▶ **SOURCE EXTRACT**
# # #

In practice, this gives the Data Scientist the flexibility they need to use their own carefully R-crafted machine learning models within the Azure ML environment. Once an R-built machine learning model is fully implemented within the Azure ML environment, the web-service provides an API in which calls can be made by external applications. This provides large value to any organization that seeks to automate decision processes using predictive modelling.

This demonstration is subdivided into three sections:

  1. Building a Machine Learning Model in R
  2. Preparing for Model Implementation in Microsoft Azure Machine Learning
  3. Creating a Predictive Web Service in Microsoft Azure Machine Learning

Before we begin, this demonstration assumes all of the following are satisfied:

  1. We have a verified and registered Microsoft Azure Machine Learning account. Microsoft allows you to try the product for free if you do not have a subscription. Click the “Sign-up here” on the far right using the link above and follow the steps to gain access to Azure ML.
  2. We have R and an associated IDE installed. I will be using the free version of R-Studio throughout this process.
  3. We have the following R packages installed: dplyr, dummies, caretcaretEnsemble
  4. We have the Human Resources Analytics data set downloaded as this will be the main source of data for building our predictive model.

Building a Machine Learning Model in R

To keep things simple, I will be building a simple logistic regression model.

Data Pre-processing

First, I pre-process the Human Resources Analytics data set to hot-encode the categorical features sales and salary.


require(dummies)

dataset <- read.csv("HRdata.csv")
dataset <- dummy.data.frame(dataset, names = c("sales", "salary"), sep = "_")

# # #

▶ **WHAT YOU NEED TO DO**
1: According to the Azure ML tutorial, what kind of model will be built to keep things simple?
2: Update the Azure ML tutorial, starting at "1. Building a" and ending at "our predictive model.", by replacing "R-Studio" with "RStudio".
3: Take the Azure ML tutorial further, continuing from its last sentence.
The entries placed after this tutorial are unrelated to it.

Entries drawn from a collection
# # #

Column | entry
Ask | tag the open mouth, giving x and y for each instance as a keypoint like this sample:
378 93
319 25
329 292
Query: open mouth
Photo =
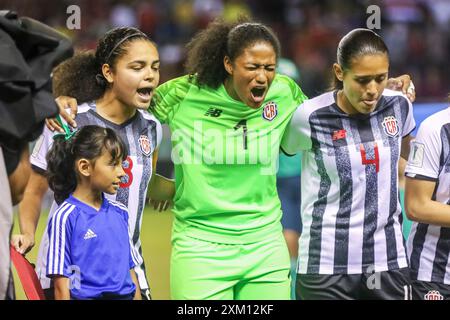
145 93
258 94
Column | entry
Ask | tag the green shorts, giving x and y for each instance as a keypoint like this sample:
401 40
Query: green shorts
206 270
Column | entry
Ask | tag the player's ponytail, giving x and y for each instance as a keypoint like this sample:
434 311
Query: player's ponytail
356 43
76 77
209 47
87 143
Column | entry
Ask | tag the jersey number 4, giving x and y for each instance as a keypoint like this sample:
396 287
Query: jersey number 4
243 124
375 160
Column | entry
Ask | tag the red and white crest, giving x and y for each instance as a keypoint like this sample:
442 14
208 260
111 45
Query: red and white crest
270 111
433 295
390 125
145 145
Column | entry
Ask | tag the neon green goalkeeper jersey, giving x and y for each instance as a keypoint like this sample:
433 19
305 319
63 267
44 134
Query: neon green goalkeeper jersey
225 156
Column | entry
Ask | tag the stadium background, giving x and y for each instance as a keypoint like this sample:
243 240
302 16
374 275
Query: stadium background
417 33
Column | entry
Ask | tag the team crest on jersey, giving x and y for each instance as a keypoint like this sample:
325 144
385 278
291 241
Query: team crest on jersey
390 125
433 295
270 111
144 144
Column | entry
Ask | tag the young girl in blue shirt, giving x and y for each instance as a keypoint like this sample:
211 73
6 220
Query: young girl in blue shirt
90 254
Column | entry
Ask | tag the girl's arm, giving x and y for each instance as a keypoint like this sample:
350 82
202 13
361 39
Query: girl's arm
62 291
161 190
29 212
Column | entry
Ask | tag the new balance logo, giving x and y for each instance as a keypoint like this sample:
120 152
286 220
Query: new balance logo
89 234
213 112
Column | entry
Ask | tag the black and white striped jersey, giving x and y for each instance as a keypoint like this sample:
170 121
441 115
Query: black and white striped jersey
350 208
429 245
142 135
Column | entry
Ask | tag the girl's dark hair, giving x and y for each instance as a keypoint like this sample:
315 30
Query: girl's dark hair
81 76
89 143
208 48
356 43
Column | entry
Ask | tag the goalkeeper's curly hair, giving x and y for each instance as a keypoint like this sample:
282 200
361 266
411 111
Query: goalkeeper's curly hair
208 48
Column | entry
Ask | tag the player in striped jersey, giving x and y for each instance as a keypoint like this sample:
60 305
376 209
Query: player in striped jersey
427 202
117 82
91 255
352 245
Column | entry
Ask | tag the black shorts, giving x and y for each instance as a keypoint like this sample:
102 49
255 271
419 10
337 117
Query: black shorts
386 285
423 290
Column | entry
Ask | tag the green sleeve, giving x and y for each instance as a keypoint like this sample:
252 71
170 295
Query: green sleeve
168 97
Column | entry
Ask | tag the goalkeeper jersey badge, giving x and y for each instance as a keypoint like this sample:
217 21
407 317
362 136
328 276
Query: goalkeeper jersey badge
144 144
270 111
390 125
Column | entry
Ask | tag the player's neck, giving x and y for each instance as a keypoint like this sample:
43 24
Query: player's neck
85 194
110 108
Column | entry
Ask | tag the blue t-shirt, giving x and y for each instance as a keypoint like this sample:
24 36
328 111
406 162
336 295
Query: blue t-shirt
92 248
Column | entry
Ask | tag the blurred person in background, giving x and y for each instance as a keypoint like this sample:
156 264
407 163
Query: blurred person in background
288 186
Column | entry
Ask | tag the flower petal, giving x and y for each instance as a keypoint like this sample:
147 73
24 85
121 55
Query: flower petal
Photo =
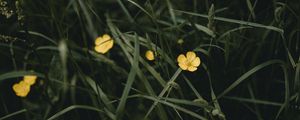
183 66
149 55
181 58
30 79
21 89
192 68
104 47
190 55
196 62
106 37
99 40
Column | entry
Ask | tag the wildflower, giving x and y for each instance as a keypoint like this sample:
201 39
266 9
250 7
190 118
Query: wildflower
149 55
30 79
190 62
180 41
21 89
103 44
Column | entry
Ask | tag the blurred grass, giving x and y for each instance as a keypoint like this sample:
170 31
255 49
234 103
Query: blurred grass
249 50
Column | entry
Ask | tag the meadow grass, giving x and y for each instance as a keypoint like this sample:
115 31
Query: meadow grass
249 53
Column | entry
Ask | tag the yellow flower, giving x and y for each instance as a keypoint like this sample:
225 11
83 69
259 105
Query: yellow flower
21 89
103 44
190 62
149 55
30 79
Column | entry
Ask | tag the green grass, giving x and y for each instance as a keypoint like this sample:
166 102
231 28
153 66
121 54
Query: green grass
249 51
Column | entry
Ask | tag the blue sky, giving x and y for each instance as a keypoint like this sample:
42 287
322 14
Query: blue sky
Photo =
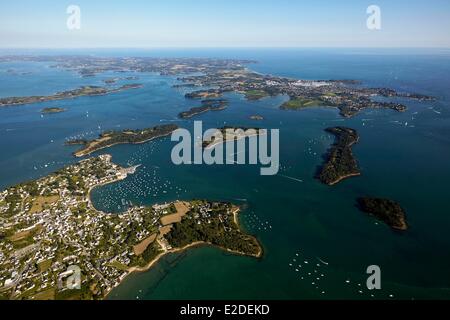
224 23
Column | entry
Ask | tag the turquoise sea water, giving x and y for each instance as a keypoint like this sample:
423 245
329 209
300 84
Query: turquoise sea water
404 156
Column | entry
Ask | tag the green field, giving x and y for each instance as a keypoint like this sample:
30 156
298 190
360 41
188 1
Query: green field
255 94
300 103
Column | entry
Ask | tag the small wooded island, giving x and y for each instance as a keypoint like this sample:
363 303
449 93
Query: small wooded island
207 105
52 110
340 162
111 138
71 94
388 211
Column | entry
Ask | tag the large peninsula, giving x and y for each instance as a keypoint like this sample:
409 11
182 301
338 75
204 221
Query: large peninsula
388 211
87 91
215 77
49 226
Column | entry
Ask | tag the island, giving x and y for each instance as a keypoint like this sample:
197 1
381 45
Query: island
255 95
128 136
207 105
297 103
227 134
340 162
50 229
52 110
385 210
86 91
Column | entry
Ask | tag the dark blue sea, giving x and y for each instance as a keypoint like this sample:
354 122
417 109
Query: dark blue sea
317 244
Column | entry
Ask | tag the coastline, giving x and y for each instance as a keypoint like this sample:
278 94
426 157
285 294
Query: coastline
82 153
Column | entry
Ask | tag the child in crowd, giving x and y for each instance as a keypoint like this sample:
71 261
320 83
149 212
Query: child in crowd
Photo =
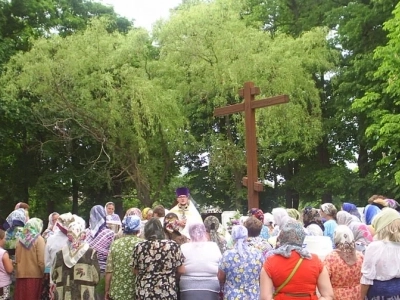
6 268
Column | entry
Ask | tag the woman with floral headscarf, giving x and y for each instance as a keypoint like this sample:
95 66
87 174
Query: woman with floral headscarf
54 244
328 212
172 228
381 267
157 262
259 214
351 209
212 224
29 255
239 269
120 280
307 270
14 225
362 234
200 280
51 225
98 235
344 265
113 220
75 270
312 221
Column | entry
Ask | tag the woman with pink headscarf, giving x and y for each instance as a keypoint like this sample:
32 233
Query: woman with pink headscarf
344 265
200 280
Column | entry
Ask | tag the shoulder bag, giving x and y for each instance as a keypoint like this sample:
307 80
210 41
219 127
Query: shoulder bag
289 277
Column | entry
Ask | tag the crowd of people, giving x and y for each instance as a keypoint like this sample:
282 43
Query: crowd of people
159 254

# # #

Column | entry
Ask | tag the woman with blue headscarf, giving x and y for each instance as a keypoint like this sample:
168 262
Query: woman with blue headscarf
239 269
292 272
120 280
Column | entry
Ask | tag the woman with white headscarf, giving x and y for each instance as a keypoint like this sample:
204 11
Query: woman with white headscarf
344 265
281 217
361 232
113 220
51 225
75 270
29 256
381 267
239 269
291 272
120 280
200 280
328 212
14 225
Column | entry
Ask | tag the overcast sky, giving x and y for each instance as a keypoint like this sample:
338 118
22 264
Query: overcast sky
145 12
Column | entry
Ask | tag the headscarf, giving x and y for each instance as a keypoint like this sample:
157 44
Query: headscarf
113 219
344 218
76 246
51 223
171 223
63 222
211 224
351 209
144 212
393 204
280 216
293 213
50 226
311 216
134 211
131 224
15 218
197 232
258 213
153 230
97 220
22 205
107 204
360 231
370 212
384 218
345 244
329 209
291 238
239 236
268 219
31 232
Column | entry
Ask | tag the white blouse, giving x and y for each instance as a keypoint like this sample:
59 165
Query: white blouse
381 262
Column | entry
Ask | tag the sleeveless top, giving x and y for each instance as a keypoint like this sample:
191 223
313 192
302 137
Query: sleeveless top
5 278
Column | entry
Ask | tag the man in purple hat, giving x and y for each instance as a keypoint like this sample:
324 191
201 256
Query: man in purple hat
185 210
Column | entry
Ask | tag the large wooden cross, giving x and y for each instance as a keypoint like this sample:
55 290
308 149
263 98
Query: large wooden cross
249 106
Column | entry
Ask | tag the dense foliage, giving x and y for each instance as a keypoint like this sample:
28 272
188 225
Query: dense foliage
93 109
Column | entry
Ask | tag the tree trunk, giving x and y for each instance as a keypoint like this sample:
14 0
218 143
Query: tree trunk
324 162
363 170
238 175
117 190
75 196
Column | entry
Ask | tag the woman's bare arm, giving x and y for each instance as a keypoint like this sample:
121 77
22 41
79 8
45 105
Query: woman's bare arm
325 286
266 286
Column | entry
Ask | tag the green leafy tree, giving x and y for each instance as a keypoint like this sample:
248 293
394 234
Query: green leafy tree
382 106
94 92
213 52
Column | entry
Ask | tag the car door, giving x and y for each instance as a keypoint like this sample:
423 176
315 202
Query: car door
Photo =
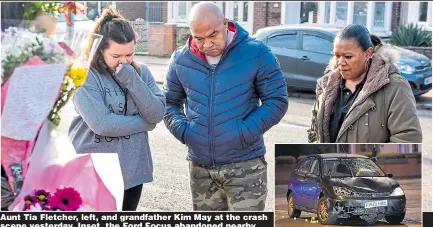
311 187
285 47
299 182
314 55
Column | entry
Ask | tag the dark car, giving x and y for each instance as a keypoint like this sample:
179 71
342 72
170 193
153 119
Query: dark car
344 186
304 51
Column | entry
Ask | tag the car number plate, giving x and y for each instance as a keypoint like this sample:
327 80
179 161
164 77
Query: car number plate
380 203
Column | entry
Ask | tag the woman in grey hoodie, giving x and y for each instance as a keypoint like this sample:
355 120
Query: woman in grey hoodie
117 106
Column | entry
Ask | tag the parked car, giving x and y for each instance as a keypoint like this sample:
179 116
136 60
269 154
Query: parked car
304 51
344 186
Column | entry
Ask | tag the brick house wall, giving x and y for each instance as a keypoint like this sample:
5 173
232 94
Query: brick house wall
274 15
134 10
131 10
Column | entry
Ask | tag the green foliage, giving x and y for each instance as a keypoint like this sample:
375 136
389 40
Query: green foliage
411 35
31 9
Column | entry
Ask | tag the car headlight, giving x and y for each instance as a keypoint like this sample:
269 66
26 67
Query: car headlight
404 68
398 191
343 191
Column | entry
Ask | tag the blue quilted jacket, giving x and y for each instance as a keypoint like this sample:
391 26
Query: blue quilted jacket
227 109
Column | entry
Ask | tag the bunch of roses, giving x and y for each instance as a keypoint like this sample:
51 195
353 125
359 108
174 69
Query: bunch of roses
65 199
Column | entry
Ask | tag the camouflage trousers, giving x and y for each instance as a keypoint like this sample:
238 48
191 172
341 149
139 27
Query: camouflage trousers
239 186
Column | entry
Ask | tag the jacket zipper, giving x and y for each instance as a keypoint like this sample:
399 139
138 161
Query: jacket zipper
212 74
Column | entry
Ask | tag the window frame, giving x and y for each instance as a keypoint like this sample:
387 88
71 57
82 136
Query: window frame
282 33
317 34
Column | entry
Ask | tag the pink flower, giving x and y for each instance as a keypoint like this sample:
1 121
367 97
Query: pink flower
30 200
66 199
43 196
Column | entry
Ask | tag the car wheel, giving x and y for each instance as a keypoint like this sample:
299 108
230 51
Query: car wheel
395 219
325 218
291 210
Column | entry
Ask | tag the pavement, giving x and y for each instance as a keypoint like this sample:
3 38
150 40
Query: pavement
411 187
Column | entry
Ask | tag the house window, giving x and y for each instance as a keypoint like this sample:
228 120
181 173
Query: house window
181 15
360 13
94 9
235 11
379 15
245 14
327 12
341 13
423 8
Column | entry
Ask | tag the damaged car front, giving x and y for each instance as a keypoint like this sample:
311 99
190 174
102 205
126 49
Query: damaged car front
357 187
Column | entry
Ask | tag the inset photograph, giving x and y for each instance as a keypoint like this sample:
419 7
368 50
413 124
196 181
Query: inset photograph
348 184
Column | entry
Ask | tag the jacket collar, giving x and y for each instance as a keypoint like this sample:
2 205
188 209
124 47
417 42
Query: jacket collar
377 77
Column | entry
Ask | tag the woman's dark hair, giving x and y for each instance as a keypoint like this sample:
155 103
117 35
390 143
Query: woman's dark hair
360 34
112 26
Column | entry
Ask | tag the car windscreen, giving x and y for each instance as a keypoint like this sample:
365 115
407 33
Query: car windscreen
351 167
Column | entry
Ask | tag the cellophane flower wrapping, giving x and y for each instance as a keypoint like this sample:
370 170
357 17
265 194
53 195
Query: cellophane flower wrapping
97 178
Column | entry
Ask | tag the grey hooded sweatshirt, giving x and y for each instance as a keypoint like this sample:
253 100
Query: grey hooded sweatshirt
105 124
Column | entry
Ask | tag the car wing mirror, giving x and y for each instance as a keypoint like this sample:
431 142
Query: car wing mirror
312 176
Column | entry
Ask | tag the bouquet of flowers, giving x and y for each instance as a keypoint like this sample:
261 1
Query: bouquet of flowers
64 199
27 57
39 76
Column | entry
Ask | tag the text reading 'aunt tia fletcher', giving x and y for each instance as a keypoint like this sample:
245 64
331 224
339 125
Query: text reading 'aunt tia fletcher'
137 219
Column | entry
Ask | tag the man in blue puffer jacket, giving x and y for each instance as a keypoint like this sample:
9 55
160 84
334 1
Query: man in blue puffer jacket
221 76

# # #

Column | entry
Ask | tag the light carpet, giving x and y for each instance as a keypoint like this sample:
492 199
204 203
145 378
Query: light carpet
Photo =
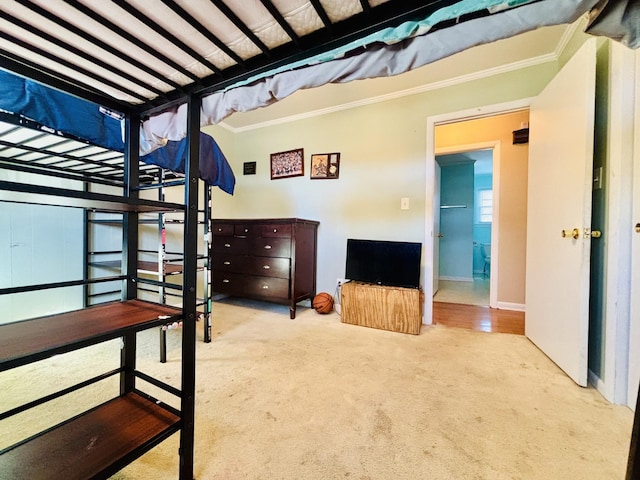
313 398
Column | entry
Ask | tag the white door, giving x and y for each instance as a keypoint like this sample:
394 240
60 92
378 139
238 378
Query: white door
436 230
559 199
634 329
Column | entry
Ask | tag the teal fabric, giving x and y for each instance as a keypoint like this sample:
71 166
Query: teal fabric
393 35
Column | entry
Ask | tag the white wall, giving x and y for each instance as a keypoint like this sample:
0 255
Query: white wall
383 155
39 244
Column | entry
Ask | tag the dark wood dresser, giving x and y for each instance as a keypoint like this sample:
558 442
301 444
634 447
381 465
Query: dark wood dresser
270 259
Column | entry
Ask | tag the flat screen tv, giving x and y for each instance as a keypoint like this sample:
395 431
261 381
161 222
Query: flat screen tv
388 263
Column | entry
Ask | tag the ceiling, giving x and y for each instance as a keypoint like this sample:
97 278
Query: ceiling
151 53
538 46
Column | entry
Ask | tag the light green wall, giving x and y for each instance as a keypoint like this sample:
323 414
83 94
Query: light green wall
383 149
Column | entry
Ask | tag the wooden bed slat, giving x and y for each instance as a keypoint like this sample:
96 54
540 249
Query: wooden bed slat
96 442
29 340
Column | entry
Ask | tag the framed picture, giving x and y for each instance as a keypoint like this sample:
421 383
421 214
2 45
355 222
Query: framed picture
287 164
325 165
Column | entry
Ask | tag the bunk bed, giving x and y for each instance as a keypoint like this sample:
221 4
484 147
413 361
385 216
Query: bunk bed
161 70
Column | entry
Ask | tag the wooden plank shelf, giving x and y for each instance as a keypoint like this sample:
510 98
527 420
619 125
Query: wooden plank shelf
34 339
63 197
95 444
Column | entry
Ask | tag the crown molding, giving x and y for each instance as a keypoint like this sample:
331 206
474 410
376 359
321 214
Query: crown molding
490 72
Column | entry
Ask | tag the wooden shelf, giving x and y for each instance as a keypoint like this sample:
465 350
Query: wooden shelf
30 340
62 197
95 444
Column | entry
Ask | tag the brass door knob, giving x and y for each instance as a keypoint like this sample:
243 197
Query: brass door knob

# # #

▶ **ANSWERS IN ORDER**
1: A simple logistic regression model.

2:
1. Building a Machine Learning Model in R
  2. Preparing for Model Implementation in Microsoft Azure Machine Learning
  3. Creating a Predictive Web Service in Microsoft Azure Machine Learning

Before we begin, this demonstration assumes all of the following are satisfied:

  1. We have a verified and registered Microsoft Azure Machine Learning account. Microsoft allows you to try the product for free if you do not have a subscription. Click the “Sign-up here” on the far right using the link above and follow the steps to gain access to Azure ML.
  2. We have R and an associated IDE installed. I will be using the free version of RStudio throughout this process.
  3. We have the following R packages installed: dplyr, dummies, caretcaretEnsemble
  4. We have the Human Resources Analytics data set downloaded as this will be the main source of data for building our predictive model.

3:
dataset <- dataset[-c(15,19)] 

# Columns 15 and 19 represent sales_RandD and salary_high which are removed to prevent the dummy variable trap

Training the Logistic Regression Model

Next, I train a Logistic Regression Model and check that it can successfully generate predictions for new data.

 

# Create logistic regression model
glm_model - glm(left ~ ., data = dataset)

# Generate predictions for new data
newdata <- data.frame(satisfaction_level = 0.5, last_evaluation = 0.5, number_project = 1, average_montly_hours = 160, time_spend_company = 2, Work_accident = 0, promotion_last_5years = 1, sales_accounting = 0, sales_hr = 0, sales_IT = 0, sales_management = 0, sales_marketing = 0, sales_product_mng = 0, sales_sales = 1, sales_support = 0, sales_technical = 0, salary_low = 0, salary_medium = 1)
prediction <- predict(object = stack.rf, newdata = newdata) 

print(prediction)

Executing the above gives us a probability of 0.193 indicating that this employee has low risk of leaving.

Saving the R-Built Model

Since the goal is to use our very own R-built model in Microsoft Azure Machine Learning, we need to be able to utilize our model without having to generate the above code over again. We run the following code to save our model and all of its parameters:


saveRDS(glm_model, file = "glm_model.rds")

Running this code will save the glm_model.rds file in the active working directory within R-Studio. In this demonstration, the glm_model.rds file is saved to my desktop.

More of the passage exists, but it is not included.